**Consignes**
1 > Dans l'extrait sur la paracha Nitsavim, à quelle date Moïse prononce-t-il son dernier discours d'adieu ?
2 > Recopiez le passage de l'extrait sur la paracha Nitsavim en partant des mots « Comme nous l’avons » et en terminant après les mots « Nitsavim et Vayele’h. ».

**Extrait du texte**
Nitsavim – L’alliance
Deutéronome 29,9–30,12
Dans la huitième section du Deutéronome, Moïse entreprend son troisième et dernier discours d’adieu au peuple juif, qu’il prononce le jour même de sa mort, le 7 Adar 2488. Il le commence en disant aux Juifs qu’ils se tiennent tous debout (nitsavim, en hébreu) devant lui pour sceller l’alliance qui les liera à D.ieu.
Comme nous l’avons dit précédemment,1 dans la dernière partie du Deutéronome Moïse fait un résumé de la relation d’alliance par laquelle D.ieu et le peuple juif sont liés. Après avoir exposé les termes de cette alliance dans la paracha de Tavo, il se concentre sur le caractère essentiel de cette alliance dans les deux paracha suivantes, Nitsavim et Vayele’h.
Une alliance peut se définir comme un lien d’amour qui transcende la rationalité. Même s’il se peut que les raisons rationnelles favorisant l’amour fassent défaut à un moment donné, les parties à l’alliance conviennent de continuer à s’aimer mutuellement. La manière dont nous évoquons cet amour au-delà de la raison par lequel D.ieu Se lie à nous passe d’abord par son évocation en nous-mêmes en cultivant notre amour pour nos frères juifs. C’est par l’amour réciproque sans condition que nous manifestons cette relation supra-rationnelle envers nos frères juifs. On nous enseigne ainsi que l’amour à l’égard de notre frère juif est l’expression suprême de notre amour pour D.ieu. « Je t’ai aimé, dit D.ieu » ;2 dans les paroles de Rabbi Chnéour Zalman de Lyadi : « Si nous aimons vraiment D.ieu, nous aimons ce qu’Il aime, le peuple juif ».3
Aussi, lorsque Moïse commence à décrire la nouvelle alliance que le peuple est à la veille de conclure avec D.ieu, il souligne que son efficacité dépend de l’union de tous les Juifs : « Vous vous tenez tous en ce jour debout devant l’Éternel, votre D.ieu – les chefs de vos tribus, vos anciens, vos officiers et tout homme d’Israël, vos jeunes enfants, vos femmes et ton prosélyte… le coupeur de ton bois et le puiseur de ton eau –, afin que tu entres dans une alliance avec l’Éternel, ton D.ieu… »4
Comment parvenir à nous unir véritablement ? Après tout, la Torah elle-même implique qu’il existe des différences entre les Juifs : certains sont « vos chefs » tandis que d’autres sont « vos puiseurs d’eau ».
La réponse à cette question comprend trois parties : premièrement, qui pourrait certes prétendre se trouver à un rang plus élevé sur l’échelle de la réussite ? Les apparences peuvent être trompeuses, et l’on tend à se surestimer tout en sous-estimant autrui. Deuxièmement, même si l’on porte un jugement correct sur soi-même, être un dirigeant dans un domaine particulier de la vie ne signifie pas qu’il n’a pas d’autres domaines où d’autres sont les dirigeants. C’est que « tout le monde se complète par son prochain » ;5 chacun est un dirigeant dans une certaine mesure, et donc la perfection du peuple juif dépend de l’inclusion de chaque Juif dans le corps collectif.

**Bloc de données**
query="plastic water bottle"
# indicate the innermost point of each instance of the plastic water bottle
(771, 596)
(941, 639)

**Réponses par consigne**
1 > Le 7 Adar 2488, le jour même de sa mort.

2 >
Comme nous l’avons dit précédemment,1 dans la dernière partie du Deutéronome Moïse fait un résumé de la relation d’alliance par laquelle D.ieu et le peuple juif sont liés. Après avoir exposé les termes de cette alliance dans la paracha de Tavo, il se concentre sur le caractère essentiel de cette alliance dans les deux paracha suivantes, Nitsavim et Vayele’h.